--- Goal ---
Give back the full material, exactly as it reads.

(Records from a collection)
:::

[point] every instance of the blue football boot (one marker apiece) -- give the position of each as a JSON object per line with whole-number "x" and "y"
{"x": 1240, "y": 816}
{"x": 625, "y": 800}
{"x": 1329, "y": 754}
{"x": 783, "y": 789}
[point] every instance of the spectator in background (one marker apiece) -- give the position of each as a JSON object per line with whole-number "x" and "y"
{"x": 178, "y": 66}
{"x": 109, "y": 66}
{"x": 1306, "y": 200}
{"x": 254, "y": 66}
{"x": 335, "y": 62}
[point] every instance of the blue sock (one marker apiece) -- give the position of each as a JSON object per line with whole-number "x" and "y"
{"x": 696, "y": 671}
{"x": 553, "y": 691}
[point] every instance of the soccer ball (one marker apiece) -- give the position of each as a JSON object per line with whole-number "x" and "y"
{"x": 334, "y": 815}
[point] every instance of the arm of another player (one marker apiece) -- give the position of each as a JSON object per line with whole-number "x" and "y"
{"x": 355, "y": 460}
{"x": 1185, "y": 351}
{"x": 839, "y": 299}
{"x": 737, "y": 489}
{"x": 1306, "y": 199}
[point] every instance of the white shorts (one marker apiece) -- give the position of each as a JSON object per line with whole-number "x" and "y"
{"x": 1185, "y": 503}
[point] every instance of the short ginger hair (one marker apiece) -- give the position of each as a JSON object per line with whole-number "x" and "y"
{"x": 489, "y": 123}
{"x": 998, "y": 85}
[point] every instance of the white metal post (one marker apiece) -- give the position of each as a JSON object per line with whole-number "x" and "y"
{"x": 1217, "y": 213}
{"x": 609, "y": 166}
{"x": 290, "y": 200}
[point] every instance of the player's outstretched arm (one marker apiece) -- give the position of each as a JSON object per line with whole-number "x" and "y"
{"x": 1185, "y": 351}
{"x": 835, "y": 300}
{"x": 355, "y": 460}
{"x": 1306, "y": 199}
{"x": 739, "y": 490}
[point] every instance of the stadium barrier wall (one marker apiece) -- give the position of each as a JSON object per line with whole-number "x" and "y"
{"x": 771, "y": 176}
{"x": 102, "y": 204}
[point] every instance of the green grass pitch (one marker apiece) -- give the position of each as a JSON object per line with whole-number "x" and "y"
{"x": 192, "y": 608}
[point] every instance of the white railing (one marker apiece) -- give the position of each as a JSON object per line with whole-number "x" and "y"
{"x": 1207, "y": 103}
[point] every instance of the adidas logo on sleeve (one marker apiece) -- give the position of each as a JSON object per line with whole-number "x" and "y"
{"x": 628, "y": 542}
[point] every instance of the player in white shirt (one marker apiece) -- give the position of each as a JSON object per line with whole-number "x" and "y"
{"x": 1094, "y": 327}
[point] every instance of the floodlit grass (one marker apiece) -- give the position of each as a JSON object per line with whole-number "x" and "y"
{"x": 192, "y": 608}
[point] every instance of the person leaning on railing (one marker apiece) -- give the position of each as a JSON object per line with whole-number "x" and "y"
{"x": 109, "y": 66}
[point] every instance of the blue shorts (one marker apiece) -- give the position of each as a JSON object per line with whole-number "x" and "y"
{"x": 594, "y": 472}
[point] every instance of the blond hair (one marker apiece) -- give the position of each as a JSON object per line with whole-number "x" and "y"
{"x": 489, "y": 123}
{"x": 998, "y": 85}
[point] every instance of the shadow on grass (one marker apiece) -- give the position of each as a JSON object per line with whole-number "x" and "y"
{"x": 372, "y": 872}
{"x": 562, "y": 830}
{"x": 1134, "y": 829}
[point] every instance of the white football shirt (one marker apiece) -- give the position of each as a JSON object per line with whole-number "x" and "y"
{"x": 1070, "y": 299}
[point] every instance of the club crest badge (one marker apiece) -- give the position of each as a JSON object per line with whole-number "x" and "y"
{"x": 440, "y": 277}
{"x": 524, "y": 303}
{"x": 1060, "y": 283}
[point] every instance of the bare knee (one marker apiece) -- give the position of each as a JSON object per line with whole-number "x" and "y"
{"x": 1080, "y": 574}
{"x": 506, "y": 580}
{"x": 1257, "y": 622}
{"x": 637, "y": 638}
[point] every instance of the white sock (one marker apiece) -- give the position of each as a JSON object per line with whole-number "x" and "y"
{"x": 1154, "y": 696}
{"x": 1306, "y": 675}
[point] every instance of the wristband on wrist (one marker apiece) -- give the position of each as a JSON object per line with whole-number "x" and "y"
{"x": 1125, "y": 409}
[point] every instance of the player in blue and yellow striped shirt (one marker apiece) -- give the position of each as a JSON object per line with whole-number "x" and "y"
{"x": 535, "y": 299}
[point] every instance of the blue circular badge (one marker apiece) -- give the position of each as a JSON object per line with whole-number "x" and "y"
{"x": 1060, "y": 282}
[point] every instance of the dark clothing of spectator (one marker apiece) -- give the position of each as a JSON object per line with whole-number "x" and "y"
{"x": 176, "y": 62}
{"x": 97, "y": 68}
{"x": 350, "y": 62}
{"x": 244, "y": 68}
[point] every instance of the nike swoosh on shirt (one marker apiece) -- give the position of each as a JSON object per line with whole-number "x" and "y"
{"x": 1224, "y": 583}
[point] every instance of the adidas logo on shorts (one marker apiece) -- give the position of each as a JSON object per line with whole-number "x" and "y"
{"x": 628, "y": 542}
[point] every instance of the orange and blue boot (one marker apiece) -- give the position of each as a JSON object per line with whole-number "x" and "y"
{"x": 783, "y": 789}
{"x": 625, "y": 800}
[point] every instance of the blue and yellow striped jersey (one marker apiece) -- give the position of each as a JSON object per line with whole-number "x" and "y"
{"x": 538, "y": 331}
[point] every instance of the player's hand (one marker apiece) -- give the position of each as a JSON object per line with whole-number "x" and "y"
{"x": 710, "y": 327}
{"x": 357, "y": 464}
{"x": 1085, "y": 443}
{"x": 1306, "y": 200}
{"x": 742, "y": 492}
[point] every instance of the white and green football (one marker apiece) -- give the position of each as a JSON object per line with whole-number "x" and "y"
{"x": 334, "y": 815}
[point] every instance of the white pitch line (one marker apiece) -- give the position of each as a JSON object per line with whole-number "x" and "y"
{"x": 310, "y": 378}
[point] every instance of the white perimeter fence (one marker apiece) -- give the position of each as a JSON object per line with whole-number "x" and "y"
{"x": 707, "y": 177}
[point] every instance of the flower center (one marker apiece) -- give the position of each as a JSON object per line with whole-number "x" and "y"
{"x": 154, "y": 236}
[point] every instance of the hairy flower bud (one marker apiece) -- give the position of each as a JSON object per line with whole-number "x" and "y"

:::

--- Exercise solution ---
[point] every instance of the blue football boot (one marker apiece) -- give the position of each as a JSON object per line with whole-number "x" and "y"
{"x": 1240, "y": 816}
{"x": 625, "y": 800}
{"x": 1329, "y": 754}
{"x": 783, "y": 789}
[point] every instance of the spectator in background (one marker apiece) -- give the position of each as a JSON object per line with whole-number "x" and "y"
{"x": 178, "y": 66}
{"x": 109, "y": 66}
{"x": 1306, "y": 200}
{"x": 254, "y": 66}
{"x": 335, "y": 62}
[point] every instance of the blue sock (one marker apiece) -- give the position of each as a JSON object per line with whole-number "x" and "y"
{"x": 696, "y": 671}
{"x": 553, "y": 691}
[point] every instance of the soccer ball (one marker apiece) -- give the position of each as a JSON object per line with whole-number "x" and "y"
{"x": 334, "y": 815}
[point] every instance of the arm of another player (one marker apiece) -- give the position of each as a JSON object per line with whole-number "x" and "y"
{"x": 355, "y": 460}
{"x": 1185, "y": 351}
{"x": 839, "y": 299}
{"x": 737, "y": 489}
{"x": 1306, "y": 199}
[point] every instance of the white shorts (one marker apiece) -- give the position of each as a JSON object per line with whole-number "x" and "y"
{"x": 1185, "y": 503}
[point] every instance of the short ginger hair (one marker apiece) -- give the position of each as a JSON object per line with whole-number "x" and "y"
{"x": 489, "y": 123}
{"x": 998, "y": 85}
[point] every instance of the white metal post (one marker apiece) -- give the position of each as a JSON object per line with whole-number "x" and "y"
{"x": 1217, "y": 213}
{"x": 609, "y": 166}
{"x": 290, "y": 200}
[point] every instance of the player's outstretched arm (one marker apiece) -- give the position of each as a JSON object per line with whole-number "x" and "y"
{"x": 1185, "y": 351}
{"x": 835, "y": 300}
{"x": 355, "y": 460}
{"x": 1306, "y": 199}
{"x": 739, "y": 490}
[point] every instance of the stadium barrier wall (one marker apiece) -- give the position of each as a JSON object per line with whole-number "x" and "y"
{"x": 771, "y": 176}
{"x": 102, "y": 204}
[point] every instance of the green grass pitch (one marker apiece) -- give the position of each as a JSON object per line with whole-number "x" and "y"
{"x": 192, "y": 608}
[point] every instance of the white railing (one marker apiece) -- give the position of each as a JSON object per line with whole-number "x" and "y"
{"x": 1207, "y": 103}
[point] every instance of the adidas logo on sleeve (one marker apiece) -- give the position of each as a JSON object per line with whole-number "x" and "y"
{"x": 628, "y": 542}
[point] every instance of the player in white shirt (one marker apiece) -- give the position of each as a JSON object per line with whole-number "x" and "y"
{"x": 1094, "y": 327}
[point] every instance of the floodlit grass (one marker apiece) -- give the position of each as a JSON object per line with whole-number "x" and "y"
{"x": 192, "y": 608}
[point] every instance of the person leaning on railing (one marker apiece) -- give the position of each as a JSON object per line with whole-number "x" and "y"
{"x": 109, "y": 66}
[point] every instance of the blue shorts (one marker apiece) -- give the position of each as a JSON object per line with whole-number "x" and "y"
{"x": 594, "y": 472}
[point] every instance of the blond hair (one marker apiece) -- give the position of each as a JSON object per line with whole-number "x" and "y"
{"x": 489, "y": 123}
{"x": 998, "y": 85}
[point] every instance of the shadow on grass (one marker apiece) -- give the position of each as a JSON object per line with whole-number "x" and "y"
{"x": 372, "y": 872}
{"x": 562, "y": 830}
{"x": 1134, "y": 829}
[point] every instance of the white football shirt (one marker apiece) -- give the position of each as a JSON object per line with whole-number "x" and "y"
{"x": 1070, "y": 299}
[point] every instance of the club crest badge (one marker apiece) -- give the position of each as a JSON object per line with whole-number "x" and "y"
{"x": 440, "y": 277}
{"x": 524, "y": 303}
{"x": 1060, "y": 283}
[point] every instance of the bare knee (one marker apiece) -- give the position of each as a JSON object per line with whole-number "x" and "y"
{"x": 1080, "y": 574}
{"x": 506, "y": 580}
{"x": 1257, "y": 622}
{"x": 637, "y": 638}
[point] every instance of the white sock (one marker apiece) -- give the position of each as a JSON object per line with whole-number "x" and "y"
{"x": 1154, "y": 696}
{"x": 1306, "y": 675}
[point] every instance of the wristband on wrist (one marker apiece) -- give the position of each as a JSON object per line with whole-number "x" and "y"
{"x": 1125, "y": 409}
[point] every instance of the player in blue and yellow striped shirt (one marker apiece) -- give the position of each as a JSON object per line with whole-number "x" and "y"
{"x": 535, "y": 299}
[point] every instance of the blue circular badge (one marker apiece) -- give the position of each as a JSON object per line with whole-number "x" and "y"
{"x": 1060, "y": 282}
[point] every instance of the dark clothing of spectator (one marker apiece) -- give the position of each as a JSON object per line with whole-number "x" and "y"
{"x": 176, "y": 62}
{"x": 97, "y": 68}
{"x": 350, "y": 62}
{"x": 244, "y": 68}
[point] every instance of the nike swoosh on shirt (one marker apiece) -- give the position of each as a JSON object per line with whole-number "x" and "y"
{"x": 1224, "y": 583}
[point] every instance of the adidas logo on shorts (one marker apiece) -- give the position of each as a JSON object per line with whole-number "x" and "y"
{"x": 628, "y": 542}
[point] every instance of the orange and blue boot (one marker apiece) -- give the position of each as a JSON object per line with whole-number "x" and "y"
{"x": 783, "y": 789}
{"x": 625, "y": 800}
[point] every instance of the blue and yellow striped jersey (one marker apiece) -- give the position of each as a JSON object per line with whole-number "x" and "y"
{"x": 538, "y": 331}
[point] every instance of the player's hand (one marker apiece) -- give the position of each as a JSON object per line with whole-number "x" and "y"
{"x": 710, "y": 327}
{"x": 357, "y": 464}
{"x": 1085, "y": 443}
{"x": 1306, "y": 200}
{"x": 742, "y": 492}
[point] every instance of the white and green football (one marker apiece) -- give the position of each as a JSON object per line with whole-number "x" and "y"
{"x": 334, "y": 815}
[point] every instance of the white pitch line (one marker apiece) -- give the position of each as a JSON object per line with whole-number "x" and "y"
{"x": 310, "y": 378}
[point] every instance of the white perimeter fence (one marker apiece) -- give the position of each as a JSON object per line with whole-number "x" and "y"
{"x": 707, "y": 177}
[point] every instance of the flower center (one marker apiece) -- give the position of each as a JSON object per line with whole-number "x" and "y"
{"x": 154, "y": 236}
[point] every instance of the hairy flower bud (one marker apiece) -- give the position of each as a JSON object per line with whole-number "x" and "y"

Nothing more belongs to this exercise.